*** Opening EXTRACTED RECORDS ***

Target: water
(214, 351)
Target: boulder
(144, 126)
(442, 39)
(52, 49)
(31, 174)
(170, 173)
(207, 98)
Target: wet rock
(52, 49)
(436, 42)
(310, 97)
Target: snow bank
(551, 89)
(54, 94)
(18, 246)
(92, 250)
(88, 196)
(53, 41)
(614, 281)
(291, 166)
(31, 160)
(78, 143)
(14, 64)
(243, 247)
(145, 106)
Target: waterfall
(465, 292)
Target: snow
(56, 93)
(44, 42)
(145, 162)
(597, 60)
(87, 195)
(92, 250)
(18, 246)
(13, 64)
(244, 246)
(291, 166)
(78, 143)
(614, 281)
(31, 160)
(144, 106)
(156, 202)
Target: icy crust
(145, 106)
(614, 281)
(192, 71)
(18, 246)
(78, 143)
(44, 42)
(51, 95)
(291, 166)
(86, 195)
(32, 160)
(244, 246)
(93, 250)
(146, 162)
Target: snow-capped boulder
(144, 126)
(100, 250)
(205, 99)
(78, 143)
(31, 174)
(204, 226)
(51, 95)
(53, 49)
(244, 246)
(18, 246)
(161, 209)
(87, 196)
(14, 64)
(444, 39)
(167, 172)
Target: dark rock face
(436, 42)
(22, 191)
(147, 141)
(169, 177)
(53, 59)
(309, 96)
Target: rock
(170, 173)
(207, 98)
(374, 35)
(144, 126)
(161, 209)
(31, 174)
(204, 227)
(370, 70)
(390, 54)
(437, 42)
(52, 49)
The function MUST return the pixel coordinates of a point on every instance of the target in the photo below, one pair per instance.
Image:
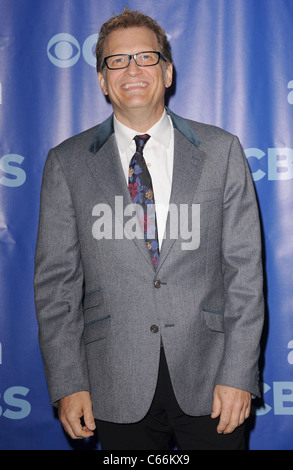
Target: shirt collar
(160, 132)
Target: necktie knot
(140, 141)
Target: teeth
(129, 85)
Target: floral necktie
(141, 191)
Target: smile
(136, 84)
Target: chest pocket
(96, 321)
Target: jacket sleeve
(58, 286)
(243, 276)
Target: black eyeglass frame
(133, 56)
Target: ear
(103, 83)
(168, 75)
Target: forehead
(130, 41)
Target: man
(158, 339)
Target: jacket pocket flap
(96, 328)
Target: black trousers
(166, 426)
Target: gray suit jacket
(97, 299)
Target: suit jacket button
(154, 329)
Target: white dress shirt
(158, 154)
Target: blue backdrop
(234, 69)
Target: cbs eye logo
(64, 50)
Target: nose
(133, 68)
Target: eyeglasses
(142, 59)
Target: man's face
(135, 88)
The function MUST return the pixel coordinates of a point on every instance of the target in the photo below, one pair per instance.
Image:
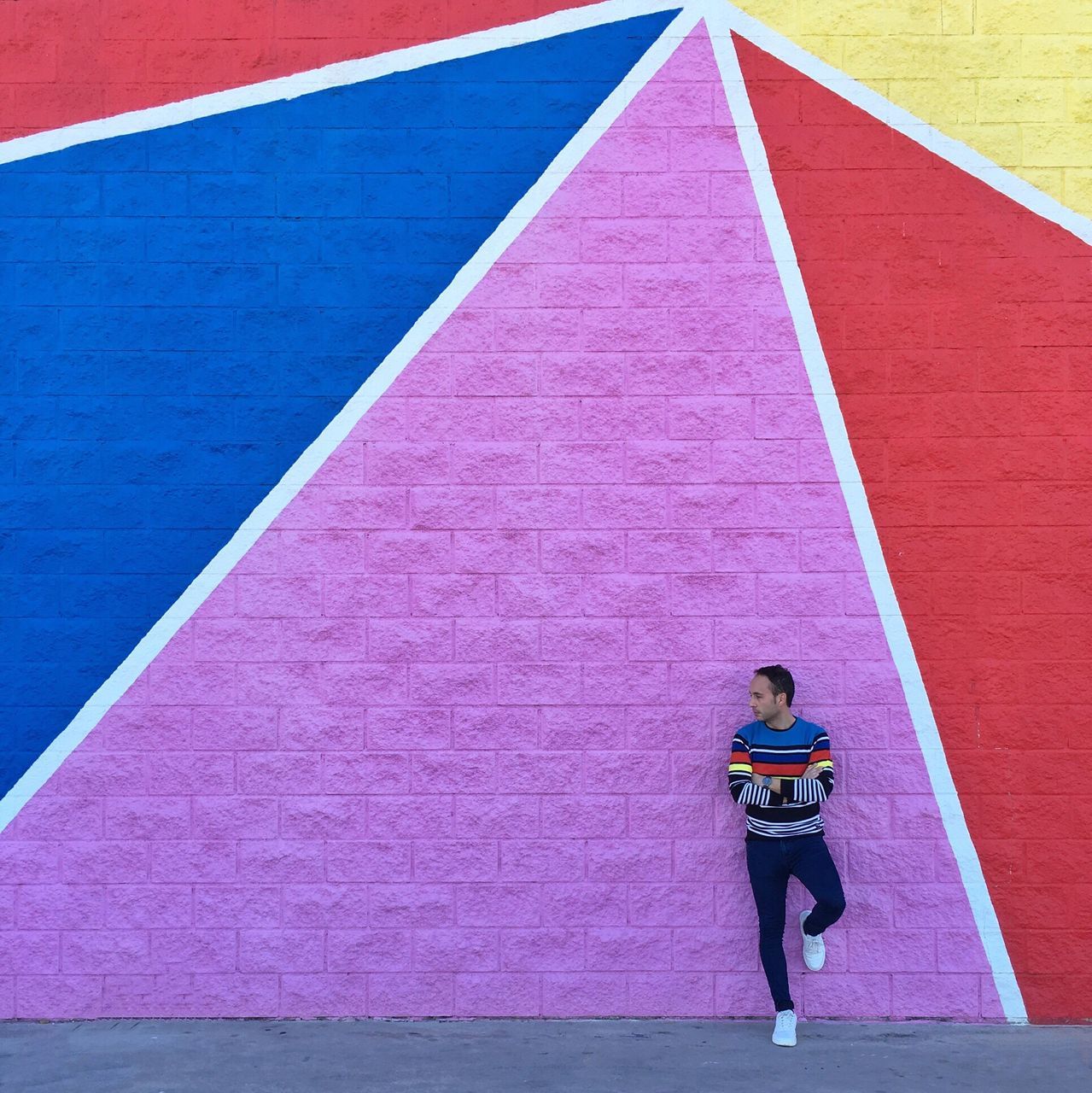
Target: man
(780, 771)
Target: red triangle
(956, 324)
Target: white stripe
(330, 75)
(305, 467)
(872, 102)
(721, 24)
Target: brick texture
(452, 739)
(956, 327)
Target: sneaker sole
(803, 937)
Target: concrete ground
(508, 1056)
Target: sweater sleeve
(744, 792)
(815, 791)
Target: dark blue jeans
(769, 863)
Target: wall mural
(410, 460)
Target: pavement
(488, 1056)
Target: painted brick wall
(1010, 78)
(452, 738)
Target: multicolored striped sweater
(782, 753)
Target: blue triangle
(187, 308)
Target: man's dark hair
(780, 681)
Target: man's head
(772, 692)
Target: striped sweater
(782, 753)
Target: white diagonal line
(330, 75)
(304, 468)
(721, 23)
(872, 102)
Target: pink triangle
(452, 738)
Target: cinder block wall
(451, 738)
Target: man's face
(763, 704)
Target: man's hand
(775, 784)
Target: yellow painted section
(1010, 78)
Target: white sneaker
(785, 1029)
(815, 949)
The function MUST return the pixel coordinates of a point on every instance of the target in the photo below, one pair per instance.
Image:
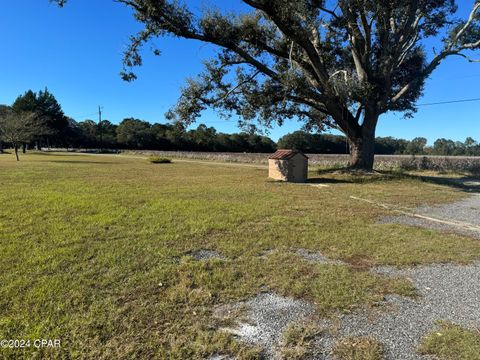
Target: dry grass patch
(452, 342)
(358, 348)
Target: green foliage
(113, 279)
(452, 342)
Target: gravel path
(268, 316)
(448, 292)
(465, 211)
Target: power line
(450, 102)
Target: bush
(159, 160)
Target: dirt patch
(265, 318)
(447, 292)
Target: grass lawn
(95, 250)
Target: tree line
(336, 144)
(36, 120)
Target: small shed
(288, 165)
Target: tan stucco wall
(295, 169)
(277, 169)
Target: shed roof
(283, 154)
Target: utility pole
(100, 130)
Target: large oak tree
(327, 63)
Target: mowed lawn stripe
(95, 250)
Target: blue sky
(76, 52)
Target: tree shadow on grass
(76, 161)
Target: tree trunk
(362, 146)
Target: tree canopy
(335, 64)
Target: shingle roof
(283, 154)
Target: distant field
(408, 162)
(97, 250)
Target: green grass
(94, 250)
(452, 342)
(159, 160)
(358, 348)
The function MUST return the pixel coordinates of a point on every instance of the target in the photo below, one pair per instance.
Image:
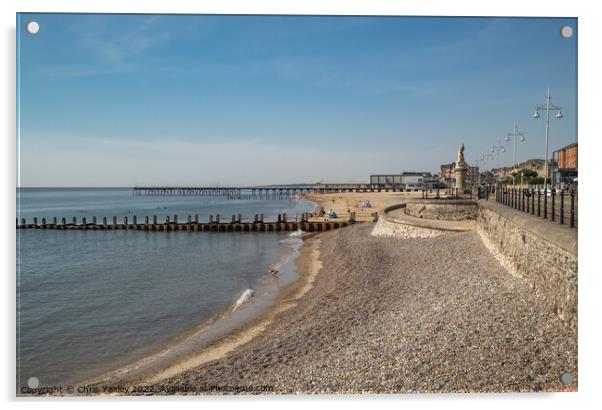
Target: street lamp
(547, 108)
(485, 157)
(497, 149)
(513, 135)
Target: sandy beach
(382, 315)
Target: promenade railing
(559, 206)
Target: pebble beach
(386, 315)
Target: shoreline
(157, 366)
(307, 266)
(380, 318)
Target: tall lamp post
(513, 136)
(485, 158)
(547, 108)
(497, 149)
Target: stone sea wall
(543, 253)
(442, 209)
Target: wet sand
(392, 316)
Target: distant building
(386, 181)
(537, 165)
(565, 164)
(405, 180)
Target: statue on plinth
(460, 160)
(460, 170)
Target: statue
(461, 169)
(460, 156)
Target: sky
(125, 100)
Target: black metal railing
(559, 206)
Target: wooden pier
(257, 192)
(235, 224)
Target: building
(565, 167)
(537, 165)
(386, 181)
(405, 180)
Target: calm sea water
(90, 301)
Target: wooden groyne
(282, 224)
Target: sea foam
(244, 298)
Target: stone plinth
(460, 169)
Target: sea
(90, 301)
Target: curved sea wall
(445, 209)
(543, 253)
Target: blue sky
(121, 100)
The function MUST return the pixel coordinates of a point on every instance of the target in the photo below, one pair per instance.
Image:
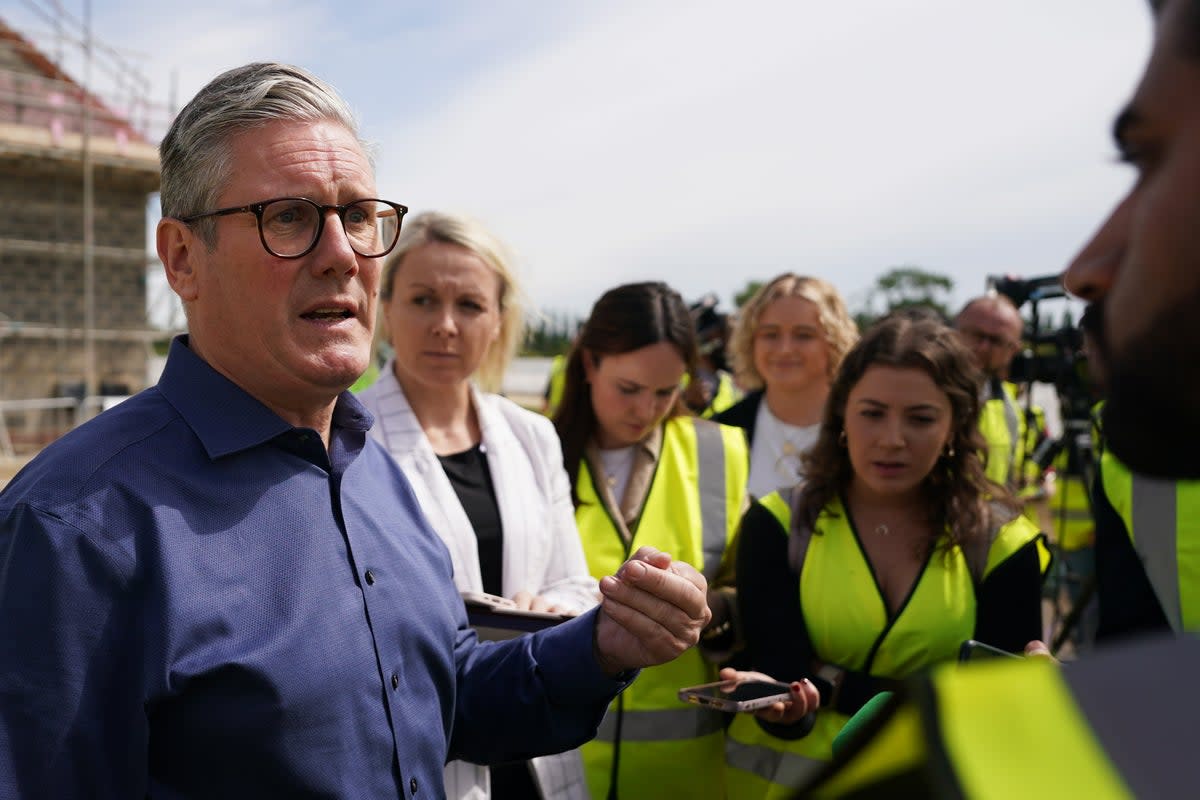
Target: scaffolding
(61, 140)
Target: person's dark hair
(957, 491)
(197, 149)
(623, 319)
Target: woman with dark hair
(646, 473)
(893, 552)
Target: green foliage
(905, 287)
(550, 334)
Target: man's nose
(334, 253)
(1093, 270)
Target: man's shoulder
(112, 447)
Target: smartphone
(972, 650)
(747, 696)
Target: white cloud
(711, 143)
(724, 143)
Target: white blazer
(543, 551)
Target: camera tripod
(1079, 465)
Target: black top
(742, 414)
(1008, 613)
(1127, 600)
(472, 482)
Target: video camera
(1055, 356)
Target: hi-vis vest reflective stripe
(1000, 729)
(1163, 521)
(939, 615)
(691, 511)
(1002, 426)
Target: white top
(543, 551)
(775, 452)
(618, 465)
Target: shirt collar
(227, 419)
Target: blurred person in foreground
(991, 329)
(486, 473)
(646, 473)
(223, 587)
(787, 342)
(892, 553)
(1119, 723)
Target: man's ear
(589, 364)
(179, 250)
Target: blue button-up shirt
(199, 600)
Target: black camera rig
(1051, 356)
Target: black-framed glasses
(291, 227)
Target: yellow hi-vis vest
(658, 745)
(1002, 426)
(1163, 521)
(850, 626)
(1116, 726)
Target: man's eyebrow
(1127, 119)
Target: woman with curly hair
(893, 552)
(786, 346)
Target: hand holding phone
(735, 697)
(972, 650)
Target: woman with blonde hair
(487, 473)
(645, 471)
(786, 346)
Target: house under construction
(76, 176)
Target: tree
(906, 287)
(743, 296)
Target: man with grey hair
(223, 587)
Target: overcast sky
(702, 143)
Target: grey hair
(472, 235)
(196, 152)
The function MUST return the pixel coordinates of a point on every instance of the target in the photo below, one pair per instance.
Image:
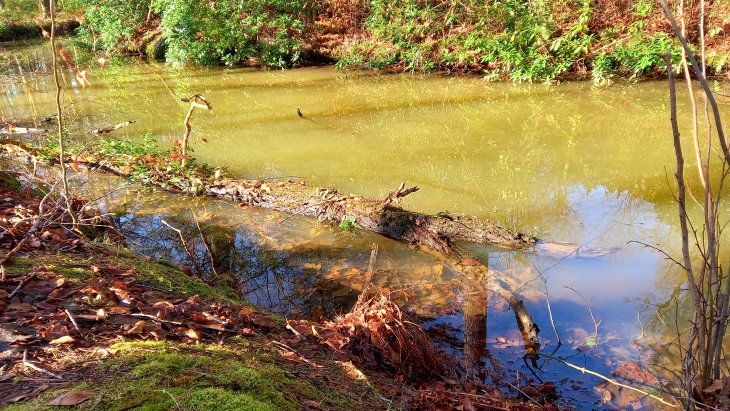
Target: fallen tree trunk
(382, 216)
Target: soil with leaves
(91, 325)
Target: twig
(196, 101)
(206, 245)
(59, 113)
(609, 380)
(185, 247)
(112, 128)
(73, 320)
(371, 264)
(669, 257)
(22, 284)
(37, 368)
(523, 393)
(396, 195)
(590, 311)
(32, 230)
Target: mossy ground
(235, 374)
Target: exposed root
(378, 332)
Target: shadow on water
(569, 163)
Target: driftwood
(112, 128)
(435, 233)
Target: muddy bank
(96, 325)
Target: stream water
(576, 165)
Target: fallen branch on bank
(435, 233)
(104, 130)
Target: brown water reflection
(571, 163)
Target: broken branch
(112, 128)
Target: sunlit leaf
(73, 398)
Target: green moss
(162, 375)
(75, 268)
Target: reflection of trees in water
(277, 280)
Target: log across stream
(436, 234)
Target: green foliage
(537, 40)
(265, 32)
(232, 32)
(512, 38)
(111, 23)
(14, 10)
(114, 148)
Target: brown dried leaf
(138, 328)
(73, 398)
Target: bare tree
(708, 284)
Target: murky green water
(569, 163)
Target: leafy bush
(232, 31)
(111, 23)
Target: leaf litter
(60, 325)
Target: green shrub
(111, 23)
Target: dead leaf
(310, 405)
(247, 332)
(138, 328)
(470, 262)
(66, 57)
(81, 76)
(30, 394)
(66, 339)
(717, 385)
(73, 398)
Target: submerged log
(382, 216)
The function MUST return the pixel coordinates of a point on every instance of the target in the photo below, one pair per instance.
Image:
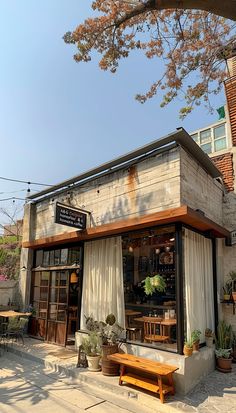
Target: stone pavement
(217, 392)
(27, 387)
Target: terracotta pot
(93, 362)
(188, 351)
(224, 365)
(109, 368)
(196, 345)
(209, 341)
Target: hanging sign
(70, 216)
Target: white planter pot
(93, 363)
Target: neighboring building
(219, 142)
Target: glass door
(58, 307)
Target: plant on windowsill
(109, 333)
(188, 347)
(234, 348)
(155, 283)
(223, 349)
(209, 337)
(232, 276)
(227, 290)
(91, 345)
(195, 337)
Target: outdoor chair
(17, 331)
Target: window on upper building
(212, 139)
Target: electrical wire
(23, 182)
(12, 198)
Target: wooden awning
(182, 214)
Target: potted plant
(223, 349)
(92, 349)
(234, 348)
(227, 290)
(195, 336)
(188, 348)
(209, 337)
(232, 276)
(109, 333)
(155, 283)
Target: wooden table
(11, 313)
(129, 314)
(165, 324)
(145, 373)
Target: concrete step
(96, 381)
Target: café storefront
(157, 210)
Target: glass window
(146, 254)
(219, 131)
(51, 257)
(195, 137)
(205, 136)
(39, 258)
(46, 258)
(220, 144)
(64, 256)
(206, 148)
(57, 257)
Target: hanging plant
(154, 284)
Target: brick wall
(230, 91)
(225, 165)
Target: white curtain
(103, 291)
(198, 283)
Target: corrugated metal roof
(180, 136)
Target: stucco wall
(199, 190)
(167, 180)
(150, 186)
(8, 292)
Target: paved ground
(28, 387)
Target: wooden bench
(145, 373)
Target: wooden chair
(133, 331)
(151, 327)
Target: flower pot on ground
(223, 349)
(195, 337)
(92, 349)
(234, 348)
(188, 348)
(109, 333)
(209, 337)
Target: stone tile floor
(215, 393)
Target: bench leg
(160, 389)
(171, 383)
(122, 372)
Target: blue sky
(59, 118)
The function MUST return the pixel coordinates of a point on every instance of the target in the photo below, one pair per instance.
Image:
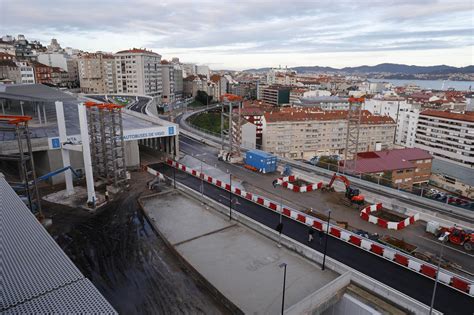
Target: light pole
(443, 239)
(230, 196)
(280, 225)
(283, 265)
(326, 240)
(202, 184)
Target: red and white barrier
(446, 277)
(287, 183)
(365, 214)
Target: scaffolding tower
(354, 116)
(106, 143)
(27, 188)
(228, 103)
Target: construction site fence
(452, 199)
(446, 277)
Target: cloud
(245, 28)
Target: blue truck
(261, 161)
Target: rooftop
(38, 275)
(389, 160)
(299, 114)
(466, 116)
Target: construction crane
(353, 194)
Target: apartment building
(447, 136)
(168, 79)
(138, 71)
(97, 73)
(9, 70)
(62, 60)
(276, 95)
(305, 133)
(59, 77)
(42, 72)
(401, 168)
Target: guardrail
(382, 290)
(364, 184)
(411, 263)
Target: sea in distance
(441, 85)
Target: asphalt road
(448, 301)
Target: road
(448, 301)
(408, 201)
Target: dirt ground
(125, 259)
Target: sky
(243, 34)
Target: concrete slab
(242, 264)
(180, 218)
(210, 169)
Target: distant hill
(381, 68)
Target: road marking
(449, 247)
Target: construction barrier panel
(414, 264)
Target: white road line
(449, 247)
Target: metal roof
(33, 92)
(37, 276)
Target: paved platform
(242, 264)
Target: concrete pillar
(44, 112)
(86, 152)
(172, 151)
(176, 146)
(38, 112)
(64, 153)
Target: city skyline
(261, 34)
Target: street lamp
(283, 265)
(280, 225)
(326, 241)
(443, 238)
(230, 196)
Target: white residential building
(305, 133)
(447, 136)
(406, 127)
(281, 76)
(203, 70)
(168, 78)
(138, 72)
(97, 73)
(189, 69)
(27, 72)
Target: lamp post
(443, 239)
(283, 265)
(280, 225)
(230, 196)
(326, 240)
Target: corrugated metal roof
(33, 92)
(37, 276)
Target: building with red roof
(303, 133)
(401, 168)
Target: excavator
(353, 194)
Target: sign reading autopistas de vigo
(128, 135)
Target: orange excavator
(353, 194)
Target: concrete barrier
(322, 299)
(382, 290)
(463, 285)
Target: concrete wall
(372, 285)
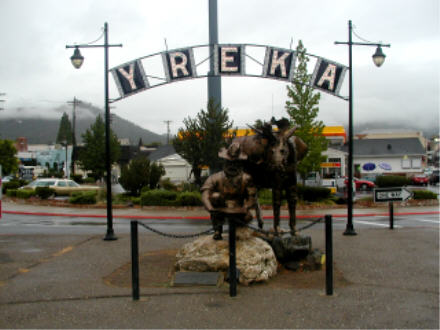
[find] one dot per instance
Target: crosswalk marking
(431, 221)
(375, 224)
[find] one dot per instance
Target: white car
(61, 186)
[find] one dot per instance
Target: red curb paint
(161, 217)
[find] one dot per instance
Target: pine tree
(65, 130)
(214, 124)
(303, 110)
(8, 160)
(92, 156)
(202, 137)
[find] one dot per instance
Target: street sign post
(394, 194)
(390, 195)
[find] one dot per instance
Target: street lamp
(77, 60)
(66, 175)
(378, 59)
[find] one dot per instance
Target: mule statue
(271, 158)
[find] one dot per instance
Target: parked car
(61, 186)
(420, 180)
(434, 177)
(362, 184)
(7, 178)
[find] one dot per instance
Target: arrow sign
(396, 194)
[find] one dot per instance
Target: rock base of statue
(256, 260)
(296, 253)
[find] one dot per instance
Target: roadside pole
(1, 188)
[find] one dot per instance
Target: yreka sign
(229, 60)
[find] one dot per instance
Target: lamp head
(77, 59)
(379, 56)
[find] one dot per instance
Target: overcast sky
(36, 73)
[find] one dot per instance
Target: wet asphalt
(385, 279)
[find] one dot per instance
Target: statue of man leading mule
(267, 159)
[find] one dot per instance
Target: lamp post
(66, 175)
(378, 59)
(77, 60)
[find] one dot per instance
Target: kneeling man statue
(229, 192)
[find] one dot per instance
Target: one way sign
(397, 194)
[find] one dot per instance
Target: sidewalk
(383, 279)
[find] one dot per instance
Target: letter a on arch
(328, 76)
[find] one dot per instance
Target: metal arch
(202, 61)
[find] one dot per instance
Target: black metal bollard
(391, 211)
(232, 258)
(134, 259)
(328, 255)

*** Closing EXTRACTED RECORDS ***

YOUR GOAL: The expected answer is an exact copy of the lines beginning at the one with "Target: white car" and running to the end of the entries above.

TASK RESULT:
Target: white car
(61, 186)
[find] one dot per instance
Target: red curb paint
(161, 217)
[find] one dot per instance
Target: pine tree
(65, 130)
(214, 124)
(303, 110)
(8, 160)
(92, 156)
(202, 137)
[find] one dot per instance
Target: street sign post
(394, 194)
(390, 195)
[find] one dot per instance
Target: street lamp
(77, 60)
(66, 175)
(378, 59)
[find] one dot per instance
Target: mule statue
(271, 158)
[find] one dot per instance
Target: parked car
(61, 186)
(420, 180)
(434, 177)
(362, 184)
(7, 178)
[find] one dot per instance
Target: arrow sign
(396, 194)
[find] one dot per instance
Target: rock base of statue
(256, 260)
(296, 253)
[find] one dot per instance
Target: roadside pole
(1, 188)
[find] one dot per instance
Target: yreka sign
(229, 60)
[find] one dot per instance
Target: lamp head
(77, 59)
(379, 56)
[find] one dot per instance
Target: overcast sky
(36, 73)
[find] one dot per instance
Target: wet asphalt
(385, 279)
[find] one dot per instance
Target: statue of man leading mule
(267, 159)
[find] one dot per instance
Target: lamp post
(66, 175)
(378, 59)
(77, 60)
[find] one dot per instance
Target: kneeling man statue
(229, 192)
[find] one dot per instance
Target: one way sign
(397, 194)
[find] one dot per instance
Target: sidewalk
(383, 279)
[find] one dot per instance
Target: letter a on arch
(328, 76)
[find] one dot per instance
Target: metal arch
(202, 61)
[find] one dot per instance
Target: black metal bollard
(391, 211)
(232, 258)
(134, 259)
(328, 255)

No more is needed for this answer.